*** Opening Text shown ***
You might be hesitant to get your parents* involved in the problems that you are dealing with. Below are some reasons that teens give for not wanting to talk to their parents, and some explanations for why it may be a good idea:
□"My parents have enough to worry about already."
Sometimes parents are loaded down with their own problems. But getting help from your parents now may prevent the problems you’re facing from being worse down the road
□"My parents will be disappointed in me."
Your parents may feel some intense emotions like confusion or frustration. If you are worried about how they will respond, tell them. You could even speak to them in a way where they can have some time to sit with those feelings prior to a face to face conversation by either writing them a letter, email, or text. If this conversation is difficult and you need help navigating the emotions involved, remember, we are here to help.
□"My parents won't understand."
Quite a few parents don't understand what's going on in their kids' heads. The more clearly that you can express your feelings, the quicker they will realize that their help is needed with what you are experiencing. Send them a Mayday Call to help them understand your situation.
□"My parents will make it worse."
If you are confessing about something you did wrong or are sharing a big emotion about something that happened, things may be different for a while and it may feel worse but if you choose not to bring things up, that can have consequences too. When big problems or feelings sit inside of us with nowhere to go, they can cause even bigger problems over time.
□"My parents are part of the problem."
If you think your problems stem directly from your parents, go to another trusted adult for help. Trusted adults that might be able to help could include another relative, a friend's parent, someone from your school, or a counselor from our hotline.
□"I'm too ashamed to talk about it."
*** Closing Text shown ***
*** Opening Record extracts ***
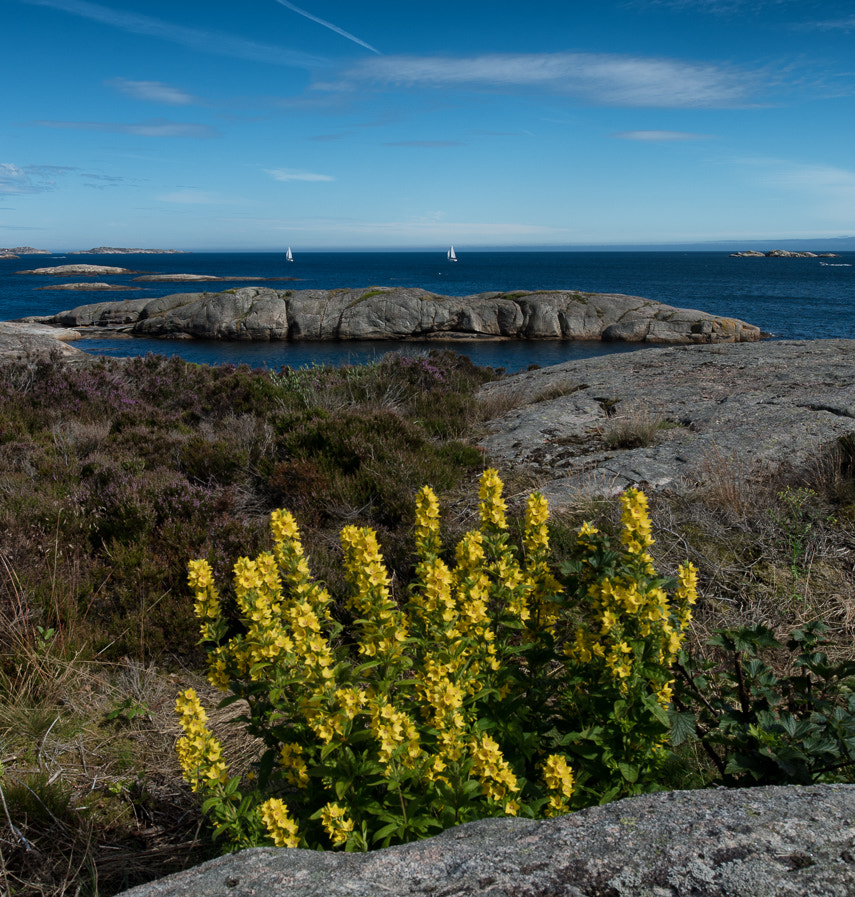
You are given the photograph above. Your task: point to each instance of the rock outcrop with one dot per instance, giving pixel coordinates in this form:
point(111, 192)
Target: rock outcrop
point(88, 286)
point(259, 313)
point(16, 251)
point(120, 250)
point(710, 411)
point(783, 253)
point(761, 842)
point(32, 343)
point(89, 270)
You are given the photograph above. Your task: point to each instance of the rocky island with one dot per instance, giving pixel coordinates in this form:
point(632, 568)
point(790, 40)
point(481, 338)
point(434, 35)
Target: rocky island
point(115, 250)
point(17, 251)
point(262, 313)
point(783, 254)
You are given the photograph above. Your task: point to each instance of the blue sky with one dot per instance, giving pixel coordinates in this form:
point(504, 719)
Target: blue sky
point(338, 125)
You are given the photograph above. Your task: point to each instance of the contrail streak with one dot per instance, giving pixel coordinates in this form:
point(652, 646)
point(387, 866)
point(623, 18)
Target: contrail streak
point(207, 41)
point(329, 25)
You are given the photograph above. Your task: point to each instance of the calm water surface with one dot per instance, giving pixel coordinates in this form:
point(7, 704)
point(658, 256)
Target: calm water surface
point(788, 298)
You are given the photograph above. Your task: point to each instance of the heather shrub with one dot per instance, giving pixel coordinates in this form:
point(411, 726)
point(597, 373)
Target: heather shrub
point(488, 688)
point(113, 471)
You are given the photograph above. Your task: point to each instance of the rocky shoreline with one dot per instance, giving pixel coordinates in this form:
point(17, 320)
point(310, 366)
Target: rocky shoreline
point(264, 314)
point(754, 842)
point(709, 413)
point(782, 254)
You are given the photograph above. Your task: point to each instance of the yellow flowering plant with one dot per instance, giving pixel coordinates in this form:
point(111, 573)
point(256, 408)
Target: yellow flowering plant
point(618, 664)
point(400, 712)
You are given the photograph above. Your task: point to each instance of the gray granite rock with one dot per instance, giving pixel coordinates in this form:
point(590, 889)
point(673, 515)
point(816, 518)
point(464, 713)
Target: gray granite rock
point(762, 842)
point(752, 406)
point(261, 313)
point(93, 270)
point(32, 343)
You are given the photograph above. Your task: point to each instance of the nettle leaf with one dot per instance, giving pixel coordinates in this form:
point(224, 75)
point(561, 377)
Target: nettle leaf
point(629, 771)
point(683, 726)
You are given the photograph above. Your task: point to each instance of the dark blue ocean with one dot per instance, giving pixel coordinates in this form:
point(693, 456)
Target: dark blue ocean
point(790, 298)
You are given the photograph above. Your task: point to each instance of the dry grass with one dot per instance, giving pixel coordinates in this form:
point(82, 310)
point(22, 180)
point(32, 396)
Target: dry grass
point(635, 427)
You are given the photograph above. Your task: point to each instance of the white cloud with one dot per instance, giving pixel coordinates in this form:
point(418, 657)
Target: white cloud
point(606, 79)
point(658, 136)
point(198, 39)
point(290, 174)
point(845, 24)
point(153, 127)
point(31, 179)
point(154, 91)
point(191, 196)
point(428, 144)
point(825, 191)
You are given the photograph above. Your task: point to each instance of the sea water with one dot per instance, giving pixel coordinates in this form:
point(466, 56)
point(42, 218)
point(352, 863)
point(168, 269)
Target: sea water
point(788, 298)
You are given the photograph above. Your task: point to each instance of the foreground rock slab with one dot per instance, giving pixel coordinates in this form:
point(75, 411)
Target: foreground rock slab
point(763, 842)
point(730, 410)
point(261, 313)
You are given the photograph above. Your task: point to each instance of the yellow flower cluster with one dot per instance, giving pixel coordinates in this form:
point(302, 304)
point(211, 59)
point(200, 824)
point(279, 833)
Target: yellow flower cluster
point(493, 507)
point(396, 734)
point(427, 523)
point(542, 584)
point(498, 783)
point(632, 608)
point(282, 829)
point(199, 753)
point(383, 627)
point(258, 594)
point(636, 525)
point(292, 762)
point(558, 778)
point(336, 823)
point(200, 577)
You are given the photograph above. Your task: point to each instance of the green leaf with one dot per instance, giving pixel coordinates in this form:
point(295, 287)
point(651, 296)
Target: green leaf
point(629, 771)
point(683, 726)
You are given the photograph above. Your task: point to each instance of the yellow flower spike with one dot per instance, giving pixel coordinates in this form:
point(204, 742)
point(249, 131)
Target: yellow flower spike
point(493, 507)
point(292, 762)
point(636, 534)
point(686, 593)
point(536, 533)
point(199, 753)
point(427, 523)
point(558, 776)
point(336, 823)
point(282, 829)
point(283, 526)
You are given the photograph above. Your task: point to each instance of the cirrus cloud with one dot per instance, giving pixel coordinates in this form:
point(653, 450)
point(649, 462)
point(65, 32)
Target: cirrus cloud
point(659, 136)
point(153, 91)
point(605, 79)
point(290, 174)
point(153, 127)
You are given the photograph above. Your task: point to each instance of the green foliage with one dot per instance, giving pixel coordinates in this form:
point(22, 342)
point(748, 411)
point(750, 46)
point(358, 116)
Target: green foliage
point(115, 471)
point(385, 721)
point(766, 728)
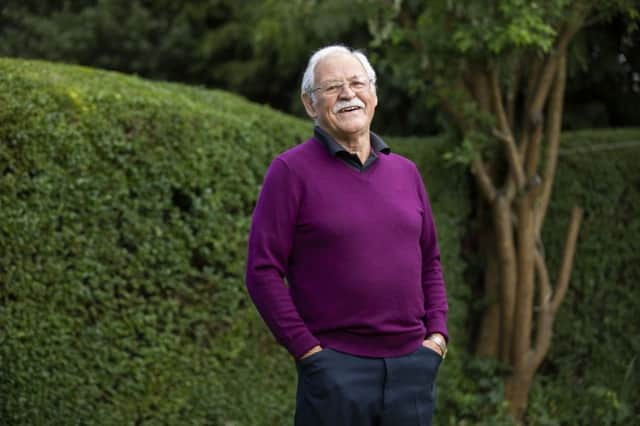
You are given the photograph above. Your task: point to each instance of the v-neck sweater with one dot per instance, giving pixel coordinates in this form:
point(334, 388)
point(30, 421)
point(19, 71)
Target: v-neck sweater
point(358, 251)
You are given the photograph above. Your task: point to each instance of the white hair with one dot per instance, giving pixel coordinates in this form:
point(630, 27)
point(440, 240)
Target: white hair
point(308, 79)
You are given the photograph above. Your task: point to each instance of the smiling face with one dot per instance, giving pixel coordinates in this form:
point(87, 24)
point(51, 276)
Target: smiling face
point(347, 114)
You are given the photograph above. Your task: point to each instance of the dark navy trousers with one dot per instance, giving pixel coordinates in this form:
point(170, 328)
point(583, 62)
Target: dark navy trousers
*** Closing Record extracts ***
### What to work on
(a) Copy everything from "Sometimes parents are" down to "here to help." in the text on talking to parents.
(b) Write the next part of the text on why teens avoid talking to their parents, picking up after its final line.

### Results for each task
(a)
Sometimes parents are loaded down with their own problems. But getting help from your parents now may prevent the problems you’re facing from being worse down the road
□"My parents will be disappointed in me."
Your parents may feel some intense emotions like confusion or frustration. If you are worried about how they will respond, tell them. You could even speak to them in a way where they can have some time to sit with those feelings prior to a face to face conversation by either writing them a letter, email, or text. If this conversation is difficult and you need help navigating the emotions involved, remember, we are here to help.

(b)
Shame is a strong emotion. Your parents will probably ask most of their questions when you first tell them, so it may be intense in the beginning, but generally talking about something can help ease the burden. It's heavier to carry the burden of the problem on your own. By talking about something you can sort out your feelings and think through the events that led to the situation, knowing this may help you to find steps to take towards finding healing and possibly a solution.
□"I don’t have a great relationship with my parents, so I’m not comfortable talking to them."
If you don't feel much of a connection with your parents, you may be uncomfortable bringing up a serious issue. Or, in some cases, your parents may be uncomfortable with the situation and may not know what to do, because of this, they might avoid having a conversation with you. Consider talking with another trusted adult in your life, perhaps together, you and your trusted adult can talk to your parents.
□"My parents don’t have enough money for me to see a therapist."
Many places will base their fees on a “sliding scale." This means they're willing to lower the cost if your family is on a tight budget. In some areas and school systems, there may also be free or need-based options available for assistance.
*Some parental relationships can be unhealthy and possibly
abusive. If this is true for your family, tell a trusted adult in your life the concerns that you have. Ask your trusted adult to help you sort through what type of assistance might be right for you and your family and if talking to your parents is healthy for your situation.